_ENTRIES SHOWN:_
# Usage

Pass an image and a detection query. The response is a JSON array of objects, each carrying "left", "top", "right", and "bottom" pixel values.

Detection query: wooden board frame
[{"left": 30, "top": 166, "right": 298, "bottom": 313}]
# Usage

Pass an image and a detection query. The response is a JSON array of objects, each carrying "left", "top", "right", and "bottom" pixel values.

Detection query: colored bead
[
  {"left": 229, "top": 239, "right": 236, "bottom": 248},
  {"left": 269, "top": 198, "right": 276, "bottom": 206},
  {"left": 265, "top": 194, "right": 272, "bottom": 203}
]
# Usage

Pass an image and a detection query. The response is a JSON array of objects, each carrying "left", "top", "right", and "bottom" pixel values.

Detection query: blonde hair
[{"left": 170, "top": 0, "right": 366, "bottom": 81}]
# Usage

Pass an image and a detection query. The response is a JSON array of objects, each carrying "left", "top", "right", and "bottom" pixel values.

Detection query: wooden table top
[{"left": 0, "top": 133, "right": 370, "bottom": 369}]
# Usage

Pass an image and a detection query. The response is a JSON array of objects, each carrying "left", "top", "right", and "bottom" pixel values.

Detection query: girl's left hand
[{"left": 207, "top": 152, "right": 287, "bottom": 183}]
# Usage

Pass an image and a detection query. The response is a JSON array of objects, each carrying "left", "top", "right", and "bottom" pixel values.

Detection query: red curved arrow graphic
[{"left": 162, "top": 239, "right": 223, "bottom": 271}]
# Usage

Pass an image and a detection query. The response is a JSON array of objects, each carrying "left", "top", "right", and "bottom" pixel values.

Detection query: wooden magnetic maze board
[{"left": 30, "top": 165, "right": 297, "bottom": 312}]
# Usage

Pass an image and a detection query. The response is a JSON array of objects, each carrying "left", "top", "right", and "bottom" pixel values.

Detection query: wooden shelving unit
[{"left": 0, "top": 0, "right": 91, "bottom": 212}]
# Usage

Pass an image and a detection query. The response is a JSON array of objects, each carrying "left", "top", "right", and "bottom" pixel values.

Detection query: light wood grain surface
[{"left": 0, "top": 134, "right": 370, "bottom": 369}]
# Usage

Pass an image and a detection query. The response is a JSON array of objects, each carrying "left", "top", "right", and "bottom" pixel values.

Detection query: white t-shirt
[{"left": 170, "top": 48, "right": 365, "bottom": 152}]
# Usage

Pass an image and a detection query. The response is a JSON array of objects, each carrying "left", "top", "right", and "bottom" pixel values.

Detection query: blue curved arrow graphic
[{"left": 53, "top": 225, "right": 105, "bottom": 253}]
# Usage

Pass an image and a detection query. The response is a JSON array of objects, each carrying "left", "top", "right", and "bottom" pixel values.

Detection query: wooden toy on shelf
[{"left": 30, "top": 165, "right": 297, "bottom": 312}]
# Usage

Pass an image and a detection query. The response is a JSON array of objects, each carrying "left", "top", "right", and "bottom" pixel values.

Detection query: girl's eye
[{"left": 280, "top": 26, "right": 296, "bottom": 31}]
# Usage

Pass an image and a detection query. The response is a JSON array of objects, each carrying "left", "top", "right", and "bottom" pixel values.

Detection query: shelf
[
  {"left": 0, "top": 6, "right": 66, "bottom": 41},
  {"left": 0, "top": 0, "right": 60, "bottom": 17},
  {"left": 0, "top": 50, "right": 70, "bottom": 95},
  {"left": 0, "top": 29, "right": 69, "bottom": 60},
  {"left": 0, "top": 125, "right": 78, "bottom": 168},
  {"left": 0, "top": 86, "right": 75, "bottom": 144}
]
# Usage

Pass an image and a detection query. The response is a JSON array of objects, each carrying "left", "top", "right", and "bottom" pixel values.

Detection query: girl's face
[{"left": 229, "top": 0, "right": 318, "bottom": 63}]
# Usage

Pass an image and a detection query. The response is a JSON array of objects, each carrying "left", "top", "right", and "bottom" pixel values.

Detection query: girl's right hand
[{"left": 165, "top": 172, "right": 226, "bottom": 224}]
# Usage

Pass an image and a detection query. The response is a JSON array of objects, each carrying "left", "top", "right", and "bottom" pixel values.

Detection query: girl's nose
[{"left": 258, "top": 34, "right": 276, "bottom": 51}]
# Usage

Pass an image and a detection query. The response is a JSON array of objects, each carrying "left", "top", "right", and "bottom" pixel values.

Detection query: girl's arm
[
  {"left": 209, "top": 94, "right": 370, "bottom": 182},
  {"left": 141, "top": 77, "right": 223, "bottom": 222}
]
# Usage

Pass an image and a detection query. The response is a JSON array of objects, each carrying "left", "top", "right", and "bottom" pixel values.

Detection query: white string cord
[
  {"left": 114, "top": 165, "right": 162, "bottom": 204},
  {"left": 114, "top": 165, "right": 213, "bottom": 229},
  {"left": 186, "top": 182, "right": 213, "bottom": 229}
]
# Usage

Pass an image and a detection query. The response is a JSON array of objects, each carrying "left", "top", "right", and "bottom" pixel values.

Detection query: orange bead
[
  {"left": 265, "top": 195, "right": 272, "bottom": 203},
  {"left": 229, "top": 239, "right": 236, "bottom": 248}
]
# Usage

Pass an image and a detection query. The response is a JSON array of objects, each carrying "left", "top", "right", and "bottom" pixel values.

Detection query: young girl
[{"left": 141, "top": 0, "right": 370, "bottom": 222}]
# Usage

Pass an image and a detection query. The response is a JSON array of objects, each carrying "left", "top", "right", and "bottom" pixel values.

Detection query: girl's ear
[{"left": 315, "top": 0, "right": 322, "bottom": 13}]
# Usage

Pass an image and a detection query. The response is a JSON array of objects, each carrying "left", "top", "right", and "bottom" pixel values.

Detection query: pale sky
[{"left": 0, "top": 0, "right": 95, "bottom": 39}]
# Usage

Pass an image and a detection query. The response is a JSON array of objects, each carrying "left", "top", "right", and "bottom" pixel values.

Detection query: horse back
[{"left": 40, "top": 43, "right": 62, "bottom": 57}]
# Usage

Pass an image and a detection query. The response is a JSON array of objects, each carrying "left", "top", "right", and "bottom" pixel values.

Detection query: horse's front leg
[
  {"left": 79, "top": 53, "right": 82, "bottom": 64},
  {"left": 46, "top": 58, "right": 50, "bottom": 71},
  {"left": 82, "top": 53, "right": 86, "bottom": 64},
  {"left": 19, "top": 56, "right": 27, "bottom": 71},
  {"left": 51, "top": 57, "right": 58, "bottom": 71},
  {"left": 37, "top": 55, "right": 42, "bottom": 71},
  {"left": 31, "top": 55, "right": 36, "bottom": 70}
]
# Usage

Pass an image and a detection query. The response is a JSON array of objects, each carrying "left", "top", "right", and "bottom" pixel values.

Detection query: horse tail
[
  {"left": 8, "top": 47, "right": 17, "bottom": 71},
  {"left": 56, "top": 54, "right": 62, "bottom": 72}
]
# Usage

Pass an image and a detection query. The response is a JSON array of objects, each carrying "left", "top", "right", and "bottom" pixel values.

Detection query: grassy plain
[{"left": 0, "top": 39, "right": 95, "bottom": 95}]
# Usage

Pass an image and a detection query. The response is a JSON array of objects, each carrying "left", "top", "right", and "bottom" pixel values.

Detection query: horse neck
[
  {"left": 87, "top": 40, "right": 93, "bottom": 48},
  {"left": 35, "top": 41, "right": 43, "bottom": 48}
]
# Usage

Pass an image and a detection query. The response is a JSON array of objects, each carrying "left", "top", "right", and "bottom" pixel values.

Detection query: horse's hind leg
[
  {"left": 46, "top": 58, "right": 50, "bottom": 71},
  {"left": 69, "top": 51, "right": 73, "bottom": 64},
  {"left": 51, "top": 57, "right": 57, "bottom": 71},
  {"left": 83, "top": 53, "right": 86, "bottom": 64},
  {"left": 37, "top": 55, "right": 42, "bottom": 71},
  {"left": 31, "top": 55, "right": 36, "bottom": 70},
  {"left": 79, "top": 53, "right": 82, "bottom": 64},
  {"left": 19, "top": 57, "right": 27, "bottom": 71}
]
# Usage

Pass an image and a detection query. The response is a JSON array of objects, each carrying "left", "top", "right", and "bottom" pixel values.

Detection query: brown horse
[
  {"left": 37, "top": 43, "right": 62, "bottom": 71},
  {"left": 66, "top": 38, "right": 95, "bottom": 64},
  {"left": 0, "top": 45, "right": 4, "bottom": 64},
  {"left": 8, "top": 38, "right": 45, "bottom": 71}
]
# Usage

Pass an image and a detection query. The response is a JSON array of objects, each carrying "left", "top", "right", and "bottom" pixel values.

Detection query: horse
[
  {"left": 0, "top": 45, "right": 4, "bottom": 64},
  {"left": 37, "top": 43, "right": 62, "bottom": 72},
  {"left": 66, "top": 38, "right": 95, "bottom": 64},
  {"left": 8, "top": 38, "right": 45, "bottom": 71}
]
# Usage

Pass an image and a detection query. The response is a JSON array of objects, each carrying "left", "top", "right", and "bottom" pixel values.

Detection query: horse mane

_WRITTEN REQUEST:_ Find every line in the items above that contains the word "girl", and copy each of those lines.

_THE REPLY:_
Detection query: girl's left hand
Detection query: girl's eye
Detection query: girl's face
Detection query: girl's right hand
Detection query: girl's nose
Detection query: girl's arm
Detection query: young girl
Detection query: girl's ear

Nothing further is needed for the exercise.